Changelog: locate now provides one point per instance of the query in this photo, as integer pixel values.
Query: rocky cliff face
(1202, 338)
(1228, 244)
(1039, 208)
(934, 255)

# Work instruction
Write every record out again, letter for letter.

# Exercise output
Changelog: locate now provides one point per instance of the query in this photo, as integer pixel values.
Query: rocky cliff face
(1202, 338)
(1228, 244)
(1039, 208)
(934, 255)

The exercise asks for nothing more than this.